BEGIN PAGE
English Verse: Specimens Illustrating its Principles and History
Chapter 7
ENGLISH VERSE
I. ACCENT AND TIME
A.--KINDS OF ACCENT
The accents of English syllables as appearing in verse are commonly classified in two ways: according to degree of intensity, and according to cause or significance.
Obviously there can be no fixed limits to the number of degrees of intensity recognized in syllabic accent or stress. It is common to speak of three such degrees: syllables having accent (stressed), syllables having secondary accent, and syllables without accent (unstressed). Schipper makes four groups: Principal Accent (_Hauptaccent_ or _Hochton_), Secondary Accent (_Nebenaccent_ or _Tiefton_), No Accent (_Tonlosigkeit_), and Disappearance of Sound (_Stummheit_). In illustration he gives the word _ponderous_, where the first syllable has the chief accent, the last a secondary accent, the second no accent; while in the verse
"Most ponderous and substantial things"
the second syllable is suppressed or silent.
Mr. A. J. Ellis, in like manner, recognized three principal classes of syllables: those stressed in the first degree, those stressed in the second degree, and those unstressed.[1] In the following lines from _Paradise Lost_ he indicated these three degrees, as he recognized them, by the figures 2, 1, 0, written underneath.
Of man's first disobedience, and the fruit 0 2 1 0 0 2 0 0 0 2
Of that forbidden tree, whose mortal taste 0 1 0 2 0 1 0 2 0 2
Brought death into the world, and all our woe, 1 2 0 0 0 2 0 1 0 2
With loss of Eden, till one greater man 0 1 0 2 0 0 0 2 0 2
Restore us, and regain the blissful seat, 0 2 0 0 0 2 0 2 0 2
Sing, heavenly Muse, that, on the secret top 2 2 0 2 1 0 0 2 0 1
Of Horeb or of Sinai, didst inspire 0 2 0 0 0 2 0 1 0 2
That shepherd, who first taught the chosen seed 1 2 0 0 2 2 0 2 0 2
In the beginning, how the heavens and earth 0 0 0 2 0 1 0 2 0 2
Rose out of chaos.[2] 2 0 0 2 0
It is worthy of note that the secondary accent seems originally to have been a more important factor in English verse than it is commonly considered to be in modern periods. In Anglo-Saxon verse the combination of a primary stress, a secondary stress, and an unstressed syllable, is a recognized type. In modern verse the reader is likely to make an effort to reduce all syllables to the type of either stress or no-stress. In such a verse as the following, however (from Matthew Arnold's _Forsaken Merman_),--
"And I lose my poor soul, Merman, here with thee,"--
we may find such a combination as that just referred to as familiar in Anglo-Saxon rhythm. The syllables "_soul, Merman_" are respectively cases of primary stress, secondary stress, and no-stress. On this matter see further the remark of Luick, cited on p. 156, below.
END PAGE
BEGIN DATASET EXTRACT
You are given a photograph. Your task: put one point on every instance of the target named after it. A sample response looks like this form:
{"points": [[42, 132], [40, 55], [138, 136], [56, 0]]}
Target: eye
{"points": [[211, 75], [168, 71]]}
END DATASET EXTRACT
PROBLEMS TO WORK ON —
A: Duplicate the passage on accent in English verse from "the second syllable" up to and including "0, written underneath.".
B: Go on with the passage on accent in English verse, starting after its final sentence.

OUTPUTS IN ORDER —
A:
the second syllable is suppressed or silent.
Mr. A. J. Ellis, in like manner, recognized three principal classes of syllables: those stressed in the first degree, those stressed in the second degree, and those unstressed.[1] In the following lines from _Paradise Lost_ he indicated these three degrees, as he recognized them, by the figures 2, 1, 0, written underneath.

B:
The element of Pitch is not ordinarily included in the treatment of versification, as it is not ordinarily recognized as having any significance peculiar to verse. According to Professor J. W. Bright, however, there is such a thing as a "pitch-accent" which plays an important part in verse where the word-accent conflicts with that of the regular metre. Under certain exigencies, he says, "_un-governed, pre-cisely, re-markable,_ and _Je-rusalem_ ... are naturally pronounced with a pitch-accent upon the first syllables, and with the undisturbed expiratory word-accent upon the second. It will of course be understood that when the word-accent is defined as expiratory this term does not exclude the inherent pitch of English stress. Force, quantity, and pitch are combined in our word-stress (or word-accent), both primary and secondary; but in the secondary stress used as ictus there is a noticeable change in the proportions of these elements, the pitch being relatively increased. An answer is thus won for the question: How do we naturally pronounce two stresses in juxtaposition on the same word, or on adjacent words closely joined grammatically? This is further illustrated in the specially emphasized words of such expressions as 'The idea!'" where Professor Bright marks the pitch-accent on the first syllable of "idea," retaining the stress-accent on the second syllable. In the line
"Of man's first disobedience, and the fruit"
he marks a pitch-accent where the word-stress and metrical stress are in conflict, that is, on the syllables "dis-" and "and." "The rhythmic use of 'disobedience,'" he says, "illustrates with its four syllables (as here used) as many recognizable varieties of stress. The first syllable has a secondary word-accent, raised to a pitch-accent for ictus; the second is wholly unaccented; the third has the chief word-accent, employed as ictus (the accent of the preceding word, "first," is subordinate to the rhythm); the fourth has a secondary word-accent which remains unchanged in the thesis." The conclusion is that "ictus in conflict requires a pitch-accent." (All these quotations are from an article on 'Proper Names in Old English Verse,' in the _Publications of the Modern Language Association_, n.s. vol. vii. No. 3). Professor Bright's theory of pitch-accent is a part of his general theory of opposition to what he calls the "sense-doctrine" of the reading of verse,--that is, the accepted doctrine that the word and sentence accents must ordinarily take precedence of the metrical accent.
According to cause or significance, accents are commonly classed in three groups: Etymological or Word Accent, Syntactical or Rhetorical Accent, and Metrical Accent. Accents of the first class are due to the original stress of the syllable in English speech; those of the second class are due to the importance of the syllable in the sentence; those of the third class are due to the place of the syllable in the metrical scheme. In the verse
"Mary had a little lamb,"
the first syllable may be said to be stressed primarily for etymological reasons, the seventh primarily for syntactical or rhetorical reasons, and the third (which would not be accented in prose) for metrical reasons.
The general law of English verse is that only those syllables which bear the accent of the first class (that is, which are stressed in common speech), together with monosyllables which on occasion are stressed in common speech, shall be placed so as to receive the metrical stress; and that, if the word-stress and the metrical stress apparently conflict, the metrical stress must yield. Less generally, the rhetorical or syntactical accent in the same way takes precedence of the metrical. In both cases exceptions are of course numerous.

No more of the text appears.